▶ What is asked: Beginning at the line that contains "any missed large" and ending at the last line of the entries, write out each line exactly; include nothing outside that span.
○ ○ ○ ○ ○
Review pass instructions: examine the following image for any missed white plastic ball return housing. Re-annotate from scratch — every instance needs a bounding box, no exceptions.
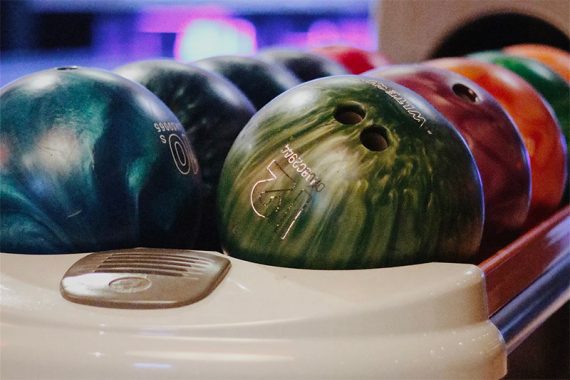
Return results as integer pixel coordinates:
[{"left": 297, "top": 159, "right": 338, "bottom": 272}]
[{"left": 0, "top": 248, "right": 507, "bottom": 380}]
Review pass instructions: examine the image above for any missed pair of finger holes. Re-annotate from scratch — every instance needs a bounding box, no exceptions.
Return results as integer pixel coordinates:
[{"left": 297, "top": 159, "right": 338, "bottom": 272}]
[{"left": 334, "top": 104, "right": 390, "bottom": 152}]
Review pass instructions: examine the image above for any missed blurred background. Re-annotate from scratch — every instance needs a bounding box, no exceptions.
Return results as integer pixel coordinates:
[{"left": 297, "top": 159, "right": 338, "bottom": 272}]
[
  {"left": 0, "top": 0, "right": 570, "bottom": 378},
  {"left": 0, "top": 0, "right": 570, "bottom": 84}
]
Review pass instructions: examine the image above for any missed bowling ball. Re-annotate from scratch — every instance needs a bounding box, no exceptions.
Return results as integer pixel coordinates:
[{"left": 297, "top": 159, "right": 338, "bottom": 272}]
[
  {"left": 193, "top": 55, "right": 301, "bottom": 109},
  {"left": 256, "top": 48, "right": 349, "bottom": 82},
  {"left": 363, "top": 64, "right": 531, "bottom": 242},
  {"left": 427, "top": 58, "right": 566, "bottom": 228},
  {"left": 218, "top": 75, "right": 484, "bottom": 269},
  {"left": 0, "top": 67, "right": 202, "bottom": 253},
  {"left": 471, "top": 52, "right": 570, "bottom": 145},
  {"left": 115, "top": 59, "right": 255, "bottom": 250},
  {"left": 503, "top": 44, "right": 570, "bottom": 81},
  {"left": 313, "top": 45, "right": 390, "bottom": 74}
]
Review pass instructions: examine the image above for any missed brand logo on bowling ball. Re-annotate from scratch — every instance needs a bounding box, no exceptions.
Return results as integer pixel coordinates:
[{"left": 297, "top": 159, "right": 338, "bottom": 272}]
[
  {"left": 250, "top": 144, "right": 325, "bottom": 240},
  {"left": 362, "top": 81, "right": 431, "bottom": 135},
  {"left": 154, "top": 121, "right": 198, "bottom": 175}
]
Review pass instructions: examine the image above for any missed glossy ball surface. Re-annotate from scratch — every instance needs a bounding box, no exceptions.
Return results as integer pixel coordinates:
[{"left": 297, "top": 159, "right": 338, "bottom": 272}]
[
  {"left": 471, "top": 52, "right": 570, "bottom": 145},
  {"left": 218, "top": 75, "right": 483, "bottom": 269},
  {"left": 427, "top": 58, "right": 567, "bottom": 227},
  {"left": 363, "top": 65, "right": 531, "bottom": 239},
  {"left": 0, "top": 67, "right": 202, "bottom": 253},
  {"left": 256, "top": 48, "right": 349, "bottom": 82},
  {"left": 115, "top": 60, "right": 255, "bottom": 250},
  {"left": 192, "top": 55, "right": 301, "bottom": 109},
  {"left": 503, "top": 44, "right": 570, "bottom": 81}
]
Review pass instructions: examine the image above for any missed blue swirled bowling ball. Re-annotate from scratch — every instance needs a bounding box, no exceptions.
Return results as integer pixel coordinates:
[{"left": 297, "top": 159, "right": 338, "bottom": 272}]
[{"left": 0, "top": 67, "right": 202, "bottom": 253}]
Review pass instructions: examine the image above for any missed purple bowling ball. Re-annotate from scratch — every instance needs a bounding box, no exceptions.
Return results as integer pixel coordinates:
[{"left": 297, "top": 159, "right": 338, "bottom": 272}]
[{"left": 362, "top": 64, "right": 531, "bottom": 241}]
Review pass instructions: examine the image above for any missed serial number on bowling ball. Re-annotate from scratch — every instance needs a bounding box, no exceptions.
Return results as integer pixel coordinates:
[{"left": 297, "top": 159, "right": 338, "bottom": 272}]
[{"left": 154, "top": 121, "right": 199, "bottom": 175}]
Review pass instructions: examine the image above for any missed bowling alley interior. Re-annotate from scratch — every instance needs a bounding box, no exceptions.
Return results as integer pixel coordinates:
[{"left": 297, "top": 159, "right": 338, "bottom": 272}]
[{"left": 0, "top": 0, "right": 570, "bottom": 380}]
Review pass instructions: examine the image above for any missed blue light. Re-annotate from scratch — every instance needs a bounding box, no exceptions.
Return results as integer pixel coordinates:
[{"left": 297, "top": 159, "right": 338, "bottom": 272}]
[{"left": 174, "top": 17, "right": 257, "bottom": 61}]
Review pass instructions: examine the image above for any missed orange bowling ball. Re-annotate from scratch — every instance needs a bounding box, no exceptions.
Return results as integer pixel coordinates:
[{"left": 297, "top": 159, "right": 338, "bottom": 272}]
[
  {"left": 427, "top": 58, "right": 567, "bottom": 228},
  {"left": 503, "top": 44, "right": 570, "bottom": 81}
]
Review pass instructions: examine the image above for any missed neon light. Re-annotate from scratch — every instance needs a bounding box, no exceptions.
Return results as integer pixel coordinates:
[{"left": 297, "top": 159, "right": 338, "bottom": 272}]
[{"left": 174, "top": 17, "right": 257, "bottom": 61}]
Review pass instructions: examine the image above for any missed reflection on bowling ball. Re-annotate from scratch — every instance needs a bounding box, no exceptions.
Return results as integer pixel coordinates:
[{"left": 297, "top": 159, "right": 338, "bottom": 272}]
[
  {"left": 0, "top": 67, "right": 202, "bottom": 253},
  {"left": 193, "top": 55, "right": 300, "bottom": 109},
  {"left": 218, "top": 75, "right": 484, "bottom": 269},
  {"left": 363, "top": 64, "right": 531, "bottom": 241},
  {"left": 115, "top": 59, "right": 255, "bottom": 250},
  {"left": 256, "top": 48, "right": 349, "bottom": 82}
]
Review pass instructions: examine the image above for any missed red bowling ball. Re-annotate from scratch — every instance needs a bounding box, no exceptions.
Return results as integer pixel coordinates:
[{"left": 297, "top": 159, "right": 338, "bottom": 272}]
[{"left": 364, "top": 64, "right": 531, "bottom": 243}]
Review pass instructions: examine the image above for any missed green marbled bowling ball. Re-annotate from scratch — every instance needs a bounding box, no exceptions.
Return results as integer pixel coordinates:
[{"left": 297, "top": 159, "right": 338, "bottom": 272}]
[
  {"left": 0, "top": 67, "right": 202, "bottom": 253},
  {"left": 218, "top": 75, "right": 484, "bottom": 269}
]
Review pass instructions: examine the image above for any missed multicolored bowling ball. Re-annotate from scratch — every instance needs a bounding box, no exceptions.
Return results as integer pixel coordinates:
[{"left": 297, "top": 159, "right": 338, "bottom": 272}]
[
  {"left": 256, "top": 48, "right": 349, "bottom": 82},
  {"left": 193, "top": 55, "right": 301, "bottom": 109},
  {"left": 470, "top": 52, "right": 570, "bottom": 145},
  {"left": 363, "top": 64, "right": 531, "bottom": 241},
  {"left": 0, "top": 67, "right": 202, "bottom": 253},
  {"left": 503, "top": 44, "right": 570, "bottom": 81},
  {"left": 218, "top": 75, "right": 484, "bottom": 269},
  {"left": 427, "top": 58, "right": 567, "bottom": 227},
  {"left": 313, "top": 45, "right": 390, "bottom": 74},
  {"left": 115, "top": 59, "right": 255, "bottom": 250}
]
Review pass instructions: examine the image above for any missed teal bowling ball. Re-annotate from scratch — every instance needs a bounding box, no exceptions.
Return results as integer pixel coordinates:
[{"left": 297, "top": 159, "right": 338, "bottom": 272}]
[
  {"left": 114, "top": 59, "right": 255, "bottom": 250},
  {"left": 0, "top": 67, "right": 202, "bottom": 254},
  {"left": 218, "top": 75, "right": 484, "bottom": 269}
]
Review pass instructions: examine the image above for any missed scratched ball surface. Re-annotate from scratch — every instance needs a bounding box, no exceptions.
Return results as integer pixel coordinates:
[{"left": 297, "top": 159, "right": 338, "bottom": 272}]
[
  {"left": 218, "top": 75, "right": 484, "bottom": 269},
  {"left": 0, "top": 67, "right": 202, "bottom": 253}
]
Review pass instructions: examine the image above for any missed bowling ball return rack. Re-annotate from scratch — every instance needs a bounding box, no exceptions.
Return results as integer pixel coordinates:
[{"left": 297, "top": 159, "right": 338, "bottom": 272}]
[{"left": 0, "top": 206, "right": 570, "bottom": 380}]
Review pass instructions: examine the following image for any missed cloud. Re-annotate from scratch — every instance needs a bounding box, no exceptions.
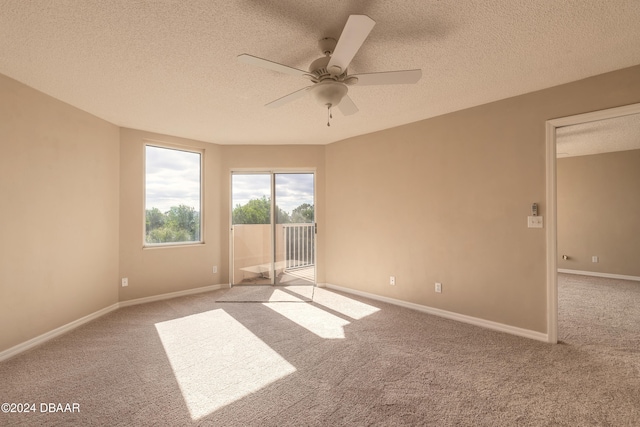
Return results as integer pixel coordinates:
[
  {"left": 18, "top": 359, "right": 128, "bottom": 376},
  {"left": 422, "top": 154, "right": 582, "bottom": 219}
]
[
  {"left": 232, "top": 173, "right": 314, "bottom": 213},
  {"left": 145, "top": 145, "right": 201, "bottom": 212}
]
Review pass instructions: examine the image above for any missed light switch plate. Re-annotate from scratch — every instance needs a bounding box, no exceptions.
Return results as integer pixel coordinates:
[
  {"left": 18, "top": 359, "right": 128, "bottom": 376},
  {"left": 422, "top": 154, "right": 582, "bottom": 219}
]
[{"left": 527, "top": 216, "right": 544, "bottom": 228}]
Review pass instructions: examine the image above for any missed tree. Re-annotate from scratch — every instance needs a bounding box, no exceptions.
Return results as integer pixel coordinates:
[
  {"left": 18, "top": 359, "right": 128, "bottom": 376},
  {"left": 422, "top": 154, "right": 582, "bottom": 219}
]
[
  {"left": 166, "top": 205, "right": 200, "bottom": 240},
  {"left": 145, "top": 205, "right": 200, "bottom": 243},
  {"left": 146, "top": 208, "right": 165, "bottom": 232},
  {"left": 291, "top": 203, "right": 314, "bottom": 224},
  {"left": 232, "top": 196, "right": 271, "bottom": 224}
]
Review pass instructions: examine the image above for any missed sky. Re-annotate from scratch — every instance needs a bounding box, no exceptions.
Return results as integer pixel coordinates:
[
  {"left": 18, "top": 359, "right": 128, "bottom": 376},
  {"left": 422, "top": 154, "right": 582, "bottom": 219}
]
[
  {"left": 232, "top": 173, "right": 314, "bottom": 213},
  {"left": 145, "top": 145, "right": 314, "bottom": 213},
  {"left": 145, "top": 145, "right": 200, "bottom": 212}
]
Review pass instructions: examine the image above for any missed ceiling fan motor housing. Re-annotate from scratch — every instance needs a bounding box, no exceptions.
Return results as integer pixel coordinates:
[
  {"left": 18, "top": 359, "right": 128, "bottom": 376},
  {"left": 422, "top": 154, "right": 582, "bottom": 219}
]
[{"left": 309, "top": 80, "right": 349, "bottom": 107}]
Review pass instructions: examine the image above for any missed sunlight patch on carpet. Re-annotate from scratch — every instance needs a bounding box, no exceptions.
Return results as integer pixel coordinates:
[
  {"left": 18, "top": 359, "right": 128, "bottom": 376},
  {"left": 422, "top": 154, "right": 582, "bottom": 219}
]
[
  {"left": 313, "top": 288, "right": 380, "bottom": 320},
  {"left": 263, "top": 302, "right": 349, "bottom": 339},
  {"left": 155, "top": 310, "right": 296, "bottom": 420}
]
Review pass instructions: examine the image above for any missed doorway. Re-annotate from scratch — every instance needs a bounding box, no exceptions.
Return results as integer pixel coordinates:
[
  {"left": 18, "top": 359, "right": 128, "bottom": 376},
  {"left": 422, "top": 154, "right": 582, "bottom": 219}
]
[
  {"left": 546, "top": 104, "right": 640, "bottom": 343},
  {"left": 230, "top": 171, "right": 316, "bottom": 286}
]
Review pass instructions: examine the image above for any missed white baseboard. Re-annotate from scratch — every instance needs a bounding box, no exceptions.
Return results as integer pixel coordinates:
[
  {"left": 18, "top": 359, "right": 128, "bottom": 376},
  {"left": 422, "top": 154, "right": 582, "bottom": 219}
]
[
  {"left": 0, "top": 303, "right": 119, "bottom": 362},
  {"left": 120, "top": 285, "right": 229, "bottom": 307},
  {"left": 558, "top": 268, "right": 640, "bottom": 282},
  {"left": 0, "top": 285, "right": 228, "bottom": 362},
  {"left": 324, "top": 283, "right": 548, "bottom": 342}
]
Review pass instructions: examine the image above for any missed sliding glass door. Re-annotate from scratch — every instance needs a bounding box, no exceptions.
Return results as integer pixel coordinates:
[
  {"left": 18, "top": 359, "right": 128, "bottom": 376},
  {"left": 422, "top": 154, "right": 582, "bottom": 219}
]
[{"left": 231, "top": 172, "right": 316, "bottom": 286}]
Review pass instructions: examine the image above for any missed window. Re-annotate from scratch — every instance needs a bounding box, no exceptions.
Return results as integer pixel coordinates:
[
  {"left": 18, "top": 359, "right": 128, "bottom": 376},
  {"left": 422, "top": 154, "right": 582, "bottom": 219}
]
[{"left": 144, "top": 145, "right": 202, "bottom": 246}]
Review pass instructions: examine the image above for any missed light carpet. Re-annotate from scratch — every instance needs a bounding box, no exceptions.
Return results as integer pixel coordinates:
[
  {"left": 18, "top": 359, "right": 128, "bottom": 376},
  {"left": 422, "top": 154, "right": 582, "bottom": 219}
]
[
  {"left": 216, "top": 285, "right": 314, "bottom": 302},
  {"left": 0, "top": 275, "right": 640, "bottom": 427}
]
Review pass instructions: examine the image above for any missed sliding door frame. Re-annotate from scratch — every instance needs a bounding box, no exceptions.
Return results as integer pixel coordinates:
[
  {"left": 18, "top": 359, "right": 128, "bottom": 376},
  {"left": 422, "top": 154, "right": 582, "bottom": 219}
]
[{"left": 228, "top": 167, "right": 318, "bottom": 287}]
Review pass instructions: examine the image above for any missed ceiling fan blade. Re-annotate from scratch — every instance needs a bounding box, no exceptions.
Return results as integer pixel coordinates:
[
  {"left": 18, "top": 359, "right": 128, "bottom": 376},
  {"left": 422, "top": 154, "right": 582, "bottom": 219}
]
[
  {"left": 350, "top": 70, "right": 422, "bottom": 86},
  {"left": 265, "top": 86, "right": 311, "bottom": 108},
  {"left": 327, "top": 15, "right": 376, "bottom": 75},
  {"left": 238, "top": 53, "right": 308, "bottom": 76},
  {"left": 338, "top": 95, "right": 358, "bottom": 116}
]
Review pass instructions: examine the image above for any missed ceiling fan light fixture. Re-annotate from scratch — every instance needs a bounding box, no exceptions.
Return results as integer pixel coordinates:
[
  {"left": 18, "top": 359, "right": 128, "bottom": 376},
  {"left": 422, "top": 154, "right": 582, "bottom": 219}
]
[{"left": 309, "top": 80, "right": 349, "bottom": 107}]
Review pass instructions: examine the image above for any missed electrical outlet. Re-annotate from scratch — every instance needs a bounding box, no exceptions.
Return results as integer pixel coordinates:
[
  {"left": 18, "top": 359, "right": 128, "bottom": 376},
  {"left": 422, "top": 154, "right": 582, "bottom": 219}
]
[{"left": 527, "top": 216, "right": 544, "bottom": 228}]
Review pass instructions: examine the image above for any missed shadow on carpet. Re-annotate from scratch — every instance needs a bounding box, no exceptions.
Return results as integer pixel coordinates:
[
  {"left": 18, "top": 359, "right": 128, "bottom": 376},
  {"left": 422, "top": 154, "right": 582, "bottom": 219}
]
[{"left": 216, "top": 285, "right": 314, "bottom": 302}]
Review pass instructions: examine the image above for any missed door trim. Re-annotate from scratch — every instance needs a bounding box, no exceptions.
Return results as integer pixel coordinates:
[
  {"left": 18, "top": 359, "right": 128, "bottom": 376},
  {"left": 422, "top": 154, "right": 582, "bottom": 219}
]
[
  {"left": 546, "top": 103, "right": 640, "bottom": 344},
  {"left": 227, "top": 167, "right": 318, "bottom": 288}
]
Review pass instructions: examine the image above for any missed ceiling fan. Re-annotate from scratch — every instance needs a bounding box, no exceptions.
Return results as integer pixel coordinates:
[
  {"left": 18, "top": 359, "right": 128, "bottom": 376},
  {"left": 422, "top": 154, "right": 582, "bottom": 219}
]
[{"left": 238, "top": 15, "right": 422, "bottom": 126}]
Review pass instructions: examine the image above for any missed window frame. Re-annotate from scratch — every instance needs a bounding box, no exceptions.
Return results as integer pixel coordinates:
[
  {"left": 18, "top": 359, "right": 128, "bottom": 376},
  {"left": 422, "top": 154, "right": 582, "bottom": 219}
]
[{"left": 142, "top": 140, "right": 205, "bottom": 249}]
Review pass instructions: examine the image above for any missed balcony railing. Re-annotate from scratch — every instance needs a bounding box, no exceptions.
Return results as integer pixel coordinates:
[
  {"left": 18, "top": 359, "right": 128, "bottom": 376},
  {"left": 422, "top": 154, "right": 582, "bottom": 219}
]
[{"left": 282, "top": 224, "right": 316, "bottom": 271}]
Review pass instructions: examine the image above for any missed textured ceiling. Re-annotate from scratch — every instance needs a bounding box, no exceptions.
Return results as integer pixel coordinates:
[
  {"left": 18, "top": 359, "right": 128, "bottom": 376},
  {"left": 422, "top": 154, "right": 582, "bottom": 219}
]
[
  {"left": 0, "top": 0, "right": 640, "bottom": 144},
  {"left": 556, "top": 114, "right": 640, "bottom": 157}
]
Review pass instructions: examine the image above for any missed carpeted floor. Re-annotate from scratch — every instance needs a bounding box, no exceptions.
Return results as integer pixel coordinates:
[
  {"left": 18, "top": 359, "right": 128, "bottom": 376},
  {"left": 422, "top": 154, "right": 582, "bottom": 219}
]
[
  {"left": 216, "top": 285, "right": 315, "bottom": 302},
  {"left": 0, "top": 275, "right": 640, "bottom": 426}
]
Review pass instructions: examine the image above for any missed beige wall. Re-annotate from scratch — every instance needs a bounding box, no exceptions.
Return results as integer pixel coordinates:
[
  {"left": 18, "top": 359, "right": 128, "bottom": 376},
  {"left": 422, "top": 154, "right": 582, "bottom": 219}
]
[
  {"left": 120, "top": 137, "right": 324, "bottom": 301},
  {"left": 0, "top": 75, "right": 119, "bottom": 351},
  {"left": 557, "top": 150, "right": 640, "bottom": 277},
  {"left": 0, "top": 66, "right": 640, "bottom": 351},
  {"left": 325, "top": 67, "right": 640, "bottom": 332},
  {"left": 119, "top": 129, "right": 228, "bottom": 301}
]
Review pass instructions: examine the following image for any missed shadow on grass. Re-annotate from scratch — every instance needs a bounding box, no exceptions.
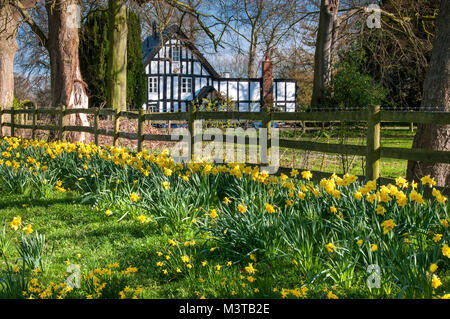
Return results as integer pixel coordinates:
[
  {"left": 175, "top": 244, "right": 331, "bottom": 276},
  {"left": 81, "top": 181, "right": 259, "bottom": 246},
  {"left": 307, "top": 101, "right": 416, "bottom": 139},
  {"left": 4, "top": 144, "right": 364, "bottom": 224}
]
[{"left": 0, "top": 194, "right": 76, "bottom": 209}]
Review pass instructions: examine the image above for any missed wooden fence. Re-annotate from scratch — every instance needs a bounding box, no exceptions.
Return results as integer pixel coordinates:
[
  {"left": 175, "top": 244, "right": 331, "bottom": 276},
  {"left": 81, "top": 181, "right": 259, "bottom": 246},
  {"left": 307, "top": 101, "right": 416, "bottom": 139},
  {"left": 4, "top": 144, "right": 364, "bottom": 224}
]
[{"left": 0, "top": 106, "right": 450, "bottom": 184}]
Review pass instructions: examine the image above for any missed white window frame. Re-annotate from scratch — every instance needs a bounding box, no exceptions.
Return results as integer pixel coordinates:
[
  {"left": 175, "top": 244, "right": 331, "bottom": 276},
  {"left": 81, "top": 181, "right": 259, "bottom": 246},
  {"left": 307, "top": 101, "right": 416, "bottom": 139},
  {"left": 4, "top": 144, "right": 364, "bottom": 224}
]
[
  {"left": 148, "top": 76, "right": 159, "bottom": 93},
  {"left": 181, "top": 78, "right": 192, "bottom": 93},
  {"left": 172, "top": 45, "right": 181, "bottom": 62}
]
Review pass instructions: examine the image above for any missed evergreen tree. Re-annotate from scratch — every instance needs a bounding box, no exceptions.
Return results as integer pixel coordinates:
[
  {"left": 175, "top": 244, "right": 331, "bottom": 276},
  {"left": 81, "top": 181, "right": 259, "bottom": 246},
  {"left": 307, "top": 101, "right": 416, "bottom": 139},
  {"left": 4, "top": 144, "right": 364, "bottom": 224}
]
[{"left": 79, "top": 9, "right": 147, "bottom": 109}]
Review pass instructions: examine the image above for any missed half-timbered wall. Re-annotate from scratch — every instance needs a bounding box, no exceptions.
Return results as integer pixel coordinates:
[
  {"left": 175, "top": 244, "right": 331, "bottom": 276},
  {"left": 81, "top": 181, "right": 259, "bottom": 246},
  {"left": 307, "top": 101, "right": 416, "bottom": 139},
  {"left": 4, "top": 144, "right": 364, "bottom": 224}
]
[
  {"left": 145, "top": 39, "right": 212, "bottom": 112},
  {"left": 145, "top": 39, "right": 297, "bottom": 112}
]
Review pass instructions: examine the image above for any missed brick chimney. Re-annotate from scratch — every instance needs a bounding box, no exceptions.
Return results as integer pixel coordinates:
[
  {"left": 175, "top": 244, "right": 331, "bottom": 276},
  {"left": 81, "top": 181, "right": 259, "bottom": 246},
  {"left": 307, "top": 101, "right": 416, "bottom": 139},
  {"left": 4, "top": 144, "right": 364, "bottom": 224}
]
[
  {"left": 152, "top": 20, "right": 156, "bottom": 39},
  {"left": 262, "top": 49, "right": 273, "bottom": 110}
]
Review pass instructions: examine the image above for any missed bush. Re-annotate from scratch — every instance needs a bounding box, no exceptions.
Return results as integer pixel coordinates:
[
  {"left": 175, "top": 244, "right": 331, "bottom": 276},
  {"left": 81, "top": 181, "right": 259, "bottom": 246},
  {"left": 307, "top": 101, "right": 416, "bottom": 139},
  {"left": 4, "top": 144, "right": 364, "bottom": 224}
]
[{"left": 325, "top": 52, "right": 387, "bottom": 108}]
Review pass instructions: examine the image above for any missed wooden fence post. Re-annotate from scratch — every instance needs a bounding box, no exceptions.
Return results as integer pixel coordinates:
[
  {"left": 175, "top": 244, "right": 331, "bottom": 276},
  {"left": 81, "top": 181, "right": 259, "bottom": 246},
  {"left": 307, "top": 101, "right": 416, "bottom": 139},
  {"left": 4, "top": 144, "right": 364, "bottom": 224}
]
[
  {"left": 366, "top": 105, "right": 381, "bottom": 181},
  {"left": 59, "top": 105, "right": 66, "bottom": 141},
  {"left": 138, "top": 108, "right": 145, "bottom": 152},
  {"left": 0, "top": 107, "right": 3, "bottom": 137},
  {"left": 10, "top": 108, "right": 16, "bottom": 137},
  {"left": 31, "top": 103, "right": 36, "bottom": 140},
  {"left": 262, "top": 109, "right": 272, "bottom": 165},
  {"left": 114, "top": 109, "right": 120, "bottom": 146},
  {"left": 188, "top": 103, "right": 195, "bottom": 160},
  {"left": 94, "top": 107, "right": 100, "bottom": 146}
]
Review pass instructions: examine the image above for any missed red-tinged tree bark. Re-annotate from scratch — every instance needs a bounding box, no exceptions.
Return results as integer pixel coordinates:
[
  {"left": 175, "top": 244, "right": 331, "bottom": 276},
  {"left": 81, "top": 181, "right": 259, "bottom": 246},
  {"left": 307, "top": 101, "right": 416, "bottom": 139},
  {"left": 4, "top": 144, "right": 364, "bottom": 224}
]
[
  {"left": 46, "top": 0, "right": 89, "bottom": 142},
  {"left": 407, "top": 1, "right": 450, "bottom": 186}
]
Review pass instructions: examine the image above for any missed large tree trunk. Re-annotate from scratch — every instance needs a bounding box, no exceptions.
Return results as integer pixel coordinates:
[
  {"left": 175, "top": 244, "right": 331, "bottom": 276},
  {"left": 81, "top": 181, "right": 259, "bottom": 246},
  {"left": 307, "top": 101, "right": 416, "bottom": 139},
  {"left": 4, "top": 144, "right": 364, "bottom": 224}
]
[
  {"left": 107, "top": 0, "right": 128, "bottom": 110},
  {"left": 46, "top": 0, "right": 89, "bottom": 142},
  {"left": 407, "top": 1, "right": 450, "bottom": 186},
  {"left": 311, "top": 0, "right": 339, "bottom": 106},
  {"left": 0, "top": 3, "right": 20, "bottom": 136}
]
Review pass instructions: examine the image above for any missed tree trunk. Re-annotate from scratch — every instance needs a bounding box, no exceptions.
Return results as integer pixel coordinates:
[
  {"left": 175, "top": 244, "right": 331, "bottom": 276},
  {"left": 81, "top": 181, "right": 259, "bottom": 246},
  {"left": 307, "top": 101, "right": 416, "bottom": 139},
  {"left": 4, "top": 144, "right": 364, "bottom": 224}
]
[
  {"left": 407, "top": 1, "right": 450, "bottom": 186},
  {"left": 46, "top": 0, "right": 89, "bottom": 142},
  {"left": 311, "top": 0, "right": 339, "bottom": 106},
  {"left": 107, "top": 0, "right": 128, "bottom": 110},
  {"left": 0, "top": 4, "right": 20, "bottom": 136}
]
○ ○ ○ ○ ○
▶ Solution to this exercise:
Review pass instructions: examine the image above for any missed large tree trunk. Re-annotate from scratch — every instance needs a bounding box, no exceptions.
Return results as integer pixel coordinates:
[
  {"left": 175, "top": 244, "right": 331, "bottom": 276},
  {"left": 81, "top": 181, "right": 259, "bottom": 246},
  {"left": 307, "top": 101, "right": 416, "bottom": 139},
  {"left": 4, "top": 144, "right": 364, "bottom": 224}
]
[
  {"left": 107, "top": 0, "right": 128, "bottom": 110},
  {"left": 46, "top": 0, "right": 89, "bottom": 142},
  {"left": 407, "top": 1, "right": 450, "bottom": 186},
  {"left": 311, "top": 0, "right": 339, "bottom": 106},
  {"left": 0, "top": 3, "right": 20, "bottom": 136}
]
Review pass instructions: examine the image above for any missed tree trunk. Re-annotate from scratch — every instance needs a bounding box, no exceptions.
Return results as integer pixel coordinates:
[
  {"left": 175, "top": 244, "right": 331, "bottom": 276},
  {"left": 81, "top": 181, "right": 259, "bottom": 246},
  {"left": 307, "top": 101, "right": 416, "bottom": 139},
  {"left": 4, "top": 144, "right": 364, "bottom": 224}
]
[
  {"left": 407, "top": 1, "right": 450, "bottom": 186},
  {"left": 46, "top": 0, "right": 89, "bottom": 142},
  {"left": 311, "top": 0, "right": 339, "bottom": 106},
  {"left": 107, "top": 0, "right": 128, "bottom": 110},
  {"left": 0, "top": 4, "right": 20, "bottom": 136}
]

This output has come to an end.